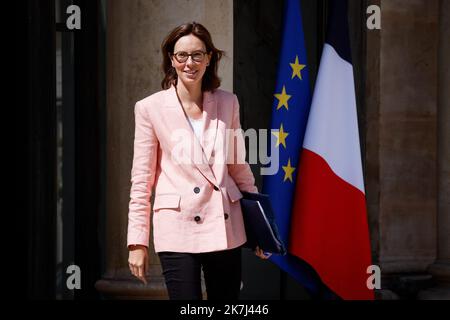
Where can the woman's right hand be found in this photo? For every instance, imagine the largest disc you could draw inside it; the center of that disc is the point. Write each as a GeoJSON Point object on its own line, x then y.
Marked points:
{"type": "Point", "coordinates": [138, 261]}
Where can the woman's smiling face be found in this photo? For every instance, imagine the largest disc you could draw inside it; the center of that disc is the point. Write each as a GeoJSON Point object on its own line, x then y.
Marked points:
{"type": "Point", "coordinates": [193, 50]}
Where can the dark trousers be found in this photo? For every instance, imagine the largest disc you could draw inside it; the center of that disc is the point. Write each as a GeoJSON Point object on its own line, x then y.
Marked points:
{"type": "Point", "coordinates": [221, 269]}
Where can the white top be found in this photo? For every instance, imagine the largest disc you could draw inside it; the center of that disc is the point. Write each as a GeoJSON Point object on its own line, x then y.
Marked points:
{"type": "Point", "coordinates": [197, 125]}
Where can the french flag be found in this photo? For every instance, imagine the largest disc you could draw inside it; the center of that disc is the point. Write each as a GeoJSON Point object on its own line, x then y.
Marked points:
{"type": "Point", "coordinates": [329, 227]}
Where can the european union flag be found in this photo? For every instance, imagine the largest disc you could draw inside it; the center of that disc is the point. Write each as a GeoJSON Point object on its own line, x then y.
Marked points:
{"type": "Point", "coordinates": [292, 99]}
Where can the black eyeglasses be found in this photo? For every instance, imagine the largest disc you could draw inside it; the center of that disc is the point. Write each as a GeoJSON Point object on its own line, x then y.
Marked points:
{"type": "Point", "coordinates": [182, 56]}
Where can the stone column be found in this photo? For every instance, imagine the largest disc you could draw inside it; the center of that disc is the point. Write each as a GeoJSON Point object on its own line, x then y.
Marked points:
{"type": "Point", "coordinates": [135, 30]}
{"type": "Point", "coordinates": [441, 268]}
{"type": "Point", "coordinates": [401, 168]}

--- Work required ---
Can you give the material above as a numbered list, starting at the line that contains "Where can the woman's smiling" and running through its final line, both included, with blank lines left out?

--- Solution below ---
1. Where can the woman's smiling face be found in this photo? For every instance, imagine the largest disc you could draw inside it; the center of that disc is the point. Write each as a GeoJSON Point object on its own line, x then y.
2. Marked points:
3. {"type": "Point", "coordinates": [193, 50]}
4. Where can the dark trousers be found in this photo? For every instance, imagine the largest disc you could draw inside it; the center of that disc is the point. Write each as a GeoJSON Point object on its own line, x then y.
5. Marked points:
6. {"type": "Point", "coordinates": [221, 269]}
7. Where can the white top be found in this photo? For every instance, imagine the largest disc you could draw inside it; the center of that disc is the point. Write each as a GeoJSON Point object on its own line, x then y.
8. Marked points:
9. {"type": "Point", "coordinates": [197, 125]}
10. Where can the french flag be found in this photo? For every instance, imagine the largest disc you could draw inside it; the center of that disc is the point. Write each as a GeoJSON Point object on its own line, x then y.
11. Marked points:
12. {"type": "Point", "coordinates": [329, 227]}
13. Where can the european union flag be found in this photo? For every instance, imagine the largest disc you could draw inside it; the center of that disc is the point. Write each as a GeoJSON Point object on its own line, x then y.
14. Marked points:
15. {"type": "Point", "coordinates": [292, 99]}
16. Where can the black eyeglasses be found in this photo? For every instance, imagine the largest disc you could draw inside it; the center of that disc is the point. Write each as a GeoJSON Point object on its own line, x then y.
17. Marked points:
18. {"type": "Point", "coordinates": [182, 56]}
19. Where can the stone column be found in this photo? For every instance, imagine the largest disc you could draw inside it; the center of that disc is the point. Write each as a GeoJSON Point object on its own line, x then y.
20. Marked points:
21. {"type": "Point", "coordinates": [135, 30]}
22. {"type": "Point", "coordinates": [441, 268]}
23. {"type": "Point", "coordinates": [401, 168]}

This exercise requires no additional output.